We should have seen this coming.

In 2022, the New York Knicks swung a minor trade that seemingly signaled a larger scheme. About a month ahead of the trade deadline, they acquired Cam Reddish from the Atlanta Hawks to pair him with his former Duke teammate and then-Knicks guard R.J. Barrett. People around the league (including yours truly) wondered if this was the move before the move. That is, to eventually lure Zion Williamson to New York and complete the Duke triumvirate that won the ACC championship and eventually reached the Elite 8 of the NCAA tournament in 2019.

We had it all wrong. Little did we know what Knicks top brass Leon Rose and head coach Tom Thibodeau were plotting. We should have set our sights higher, because here’s the thing: that Duke team didn’t win an NCAA championship.

On Tuesday night, the Knicks traded Bojan Bogdanović, five first-round picks and a first-round pick swap to acquire former Brooklyn Nets wing Mikal Bridges, a package that somehow undersells the Knicks’ bold plan. By acquiring Bridges, it appears they’re recreating Villanova’s NCAA championship squads from 2016 and 2018. Bridges will now join his former Wildcat teammates Jalen Brunson, Josh Hart and Donte DiVincenzo as they try to duplicate their success at the collegiate level.

Excerpts of location labeling data:
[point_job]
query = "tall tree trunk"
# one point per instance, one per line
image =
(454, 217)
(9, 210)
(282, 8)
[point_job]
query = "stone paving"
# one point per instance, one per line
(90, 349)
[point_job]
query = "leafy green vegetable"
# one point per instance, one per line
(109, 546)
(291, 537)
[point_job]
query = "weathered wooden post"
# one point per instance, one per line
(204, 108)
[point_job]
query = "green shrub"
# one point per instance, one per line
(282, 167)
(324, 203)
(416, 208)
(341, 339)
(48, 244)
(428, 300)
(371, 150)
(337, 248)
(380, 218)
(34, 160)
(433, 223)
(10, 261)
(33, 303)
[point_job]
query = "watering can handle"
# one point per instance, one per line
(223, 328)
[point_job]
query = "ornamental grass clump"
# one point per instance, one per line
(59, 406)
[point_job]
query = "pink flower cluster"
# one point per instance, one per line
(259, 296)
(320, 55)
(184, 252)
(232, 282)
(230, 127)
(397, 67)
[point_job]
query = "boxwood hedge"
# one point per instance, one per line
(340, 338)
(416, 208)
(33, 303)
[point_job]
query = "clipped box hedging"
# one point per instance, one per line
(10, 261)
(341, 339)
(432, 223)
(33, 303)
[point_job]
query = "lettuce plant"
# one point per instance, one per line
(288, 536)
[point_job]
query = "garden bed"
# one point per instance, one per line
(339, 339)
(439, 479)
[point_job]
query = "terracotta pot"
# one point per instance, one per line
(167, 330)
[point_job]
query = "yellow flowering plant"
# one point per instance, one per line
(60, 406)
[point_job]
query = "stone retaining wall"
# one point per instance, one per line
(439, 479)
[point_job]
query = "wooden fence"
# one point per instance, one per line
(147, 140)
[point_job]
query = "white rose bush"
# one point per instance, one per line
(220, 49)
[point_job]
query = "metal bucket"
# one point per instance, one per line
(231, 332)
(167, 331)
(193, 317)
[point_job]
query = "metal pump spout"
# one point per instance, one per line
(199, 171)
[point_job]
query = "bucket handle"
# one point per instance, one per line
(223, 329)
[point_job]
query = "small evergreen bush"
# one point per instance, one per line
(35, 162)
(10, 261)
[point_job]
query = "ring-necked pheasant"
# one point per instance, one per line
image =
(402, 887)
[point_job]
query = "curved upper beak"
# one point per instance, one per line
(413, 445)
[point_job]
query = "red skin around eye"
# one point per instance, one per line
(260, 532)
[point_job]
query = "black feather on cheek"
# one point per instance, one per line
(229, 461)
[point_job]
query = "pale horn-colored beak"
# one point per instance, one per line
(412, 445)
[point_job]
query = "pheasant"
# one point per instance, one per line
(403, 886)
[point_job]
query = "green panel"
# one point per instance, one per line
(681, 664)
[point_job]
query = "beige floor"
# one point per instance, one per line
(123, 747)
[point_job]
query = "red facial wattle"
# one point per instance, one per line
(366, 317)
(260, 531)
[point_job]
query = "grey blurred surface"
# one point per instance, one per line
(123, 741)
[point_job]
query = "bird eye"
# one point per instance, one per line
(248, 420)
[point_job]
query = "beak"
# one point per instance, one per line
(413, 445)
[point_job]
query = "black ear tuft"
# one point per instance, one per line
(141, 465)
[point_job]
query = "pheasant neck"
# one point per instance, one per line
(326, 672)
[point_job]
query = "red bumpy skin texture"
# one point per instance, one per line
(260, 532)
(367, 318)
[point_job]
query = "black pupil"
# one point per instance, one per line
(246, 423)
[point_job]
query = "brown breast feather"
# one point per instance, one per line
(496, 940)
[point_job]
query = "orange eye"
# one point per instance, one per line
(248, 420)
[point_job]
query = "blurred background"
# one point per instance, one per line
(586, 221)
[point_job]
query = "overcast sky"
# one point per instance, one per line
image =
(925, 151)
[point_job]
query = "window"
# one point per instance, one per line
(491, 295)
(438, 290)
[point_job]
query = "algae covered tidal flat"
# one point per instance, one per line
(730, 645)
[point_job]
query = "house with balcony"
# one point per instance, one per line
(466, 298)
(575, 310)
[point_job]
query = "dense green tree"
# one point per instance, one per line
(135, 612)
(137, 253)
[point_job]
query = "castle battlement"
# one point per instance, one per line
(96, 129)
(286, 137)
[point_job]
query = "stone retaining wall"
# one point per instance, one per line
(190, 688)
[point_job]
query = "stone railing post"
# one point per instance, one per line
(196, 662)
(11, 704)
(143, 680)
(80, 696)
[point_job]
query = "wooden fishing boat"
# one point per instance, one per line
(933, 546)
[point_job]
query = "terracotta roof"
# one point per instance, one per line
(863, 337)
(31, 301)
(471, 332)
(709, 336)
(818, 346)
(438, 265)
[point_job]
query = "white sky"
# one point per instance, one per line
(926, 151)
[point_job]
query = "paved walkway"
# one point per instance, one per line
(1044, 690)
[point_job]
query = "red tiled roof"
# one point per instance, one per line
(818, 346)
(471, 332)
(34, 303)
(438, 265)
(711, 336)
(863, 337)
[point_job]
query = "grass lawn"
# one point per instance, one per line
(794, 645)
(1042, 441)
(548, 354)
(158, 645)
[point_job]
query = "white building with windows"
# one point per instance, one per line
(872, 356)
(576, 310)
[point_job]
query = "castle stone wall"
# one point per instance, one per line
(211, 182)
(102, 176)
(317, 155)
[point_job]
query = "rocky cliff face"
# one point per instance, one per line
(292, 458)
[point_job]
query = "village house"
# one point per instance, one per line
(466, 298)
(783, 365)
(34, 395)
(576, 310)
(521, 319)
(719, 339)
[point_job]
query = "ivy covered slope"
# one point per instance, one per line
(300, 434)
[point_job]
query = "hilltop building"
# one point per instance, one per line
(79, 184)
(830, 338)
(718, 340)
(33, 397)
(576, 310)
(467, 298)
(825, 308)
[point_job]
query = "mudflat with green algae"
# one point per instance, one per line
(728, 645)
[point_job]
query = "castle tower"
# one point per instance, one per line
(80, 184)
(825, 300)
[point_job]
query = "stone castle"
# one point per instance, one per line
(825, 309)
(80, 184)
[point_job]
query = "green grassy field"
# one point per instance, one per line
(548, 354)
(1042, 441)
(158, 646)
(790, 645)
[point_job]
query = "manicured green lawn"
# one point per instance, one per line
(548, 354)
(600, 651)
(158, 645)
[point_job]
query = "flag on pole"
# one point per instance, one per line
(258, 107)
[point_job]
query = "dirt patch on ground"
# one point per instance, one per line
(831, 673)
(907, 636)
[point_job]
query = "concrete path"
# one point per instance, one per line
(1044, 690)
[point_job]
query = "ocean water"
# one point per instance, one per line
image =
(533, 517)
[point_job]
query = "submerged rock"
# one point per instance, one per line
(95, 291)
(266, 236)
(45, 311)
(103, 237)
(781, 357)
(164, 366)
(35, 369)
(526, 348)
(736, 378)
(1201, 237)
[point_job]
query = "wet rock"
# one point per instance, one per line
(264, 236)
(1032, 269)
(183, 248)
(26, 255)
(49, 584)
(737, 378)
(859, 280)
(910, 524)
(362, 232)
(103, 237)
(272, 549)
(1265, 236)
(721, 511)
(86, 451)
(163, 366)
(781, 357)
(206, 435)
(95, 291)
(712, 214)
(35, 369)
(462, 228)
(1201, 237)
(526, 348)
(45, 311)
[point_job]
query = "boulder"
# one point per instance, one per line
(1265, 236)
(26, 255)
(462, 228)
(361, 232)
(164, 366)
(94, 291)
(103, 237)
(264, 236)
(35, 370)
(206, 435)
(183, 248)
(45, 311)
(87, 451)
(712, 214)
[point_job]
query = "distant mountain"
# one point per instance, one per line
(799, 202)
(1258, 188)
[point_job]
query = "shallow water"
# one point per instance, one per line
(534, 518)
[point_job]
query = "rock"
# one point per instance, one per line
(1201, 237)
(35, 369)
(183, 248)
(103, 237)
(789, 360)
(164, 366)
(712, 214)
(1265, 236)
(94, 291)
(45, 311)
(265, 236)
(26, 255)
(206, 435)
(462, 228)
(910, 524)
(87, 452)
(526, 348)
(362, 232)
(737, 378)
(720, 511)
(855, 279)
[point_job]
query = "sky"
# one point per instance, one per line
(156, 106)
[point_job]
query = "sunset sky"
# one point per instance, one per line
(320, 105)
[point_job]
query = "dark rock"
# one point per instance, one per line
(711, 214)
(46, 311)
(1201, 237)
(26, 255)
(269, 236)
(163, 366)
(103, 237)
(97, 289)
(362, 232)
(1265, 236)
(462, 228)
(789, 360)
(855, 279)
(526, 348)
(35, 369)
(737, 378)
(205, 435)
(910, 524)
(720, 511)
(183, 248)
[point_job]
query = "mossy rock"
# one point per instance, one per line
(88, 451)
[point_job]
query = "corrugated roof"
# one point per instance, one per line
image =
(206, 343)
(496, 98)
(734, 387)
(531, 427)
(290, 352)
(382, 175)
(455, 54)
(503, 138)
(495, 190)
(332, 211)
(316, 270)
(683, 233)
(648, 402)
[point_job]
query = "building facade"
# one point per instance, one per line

AIM: List every basketball player named in the text about the Knicks' trades.

SOLUTION: Cam Reddish, R.J. Barrett, Zion Williamson, Bojan Bogdanović, Mikal Bridges, Jalen Brunson, Josh Hart, Donte DiVincenzo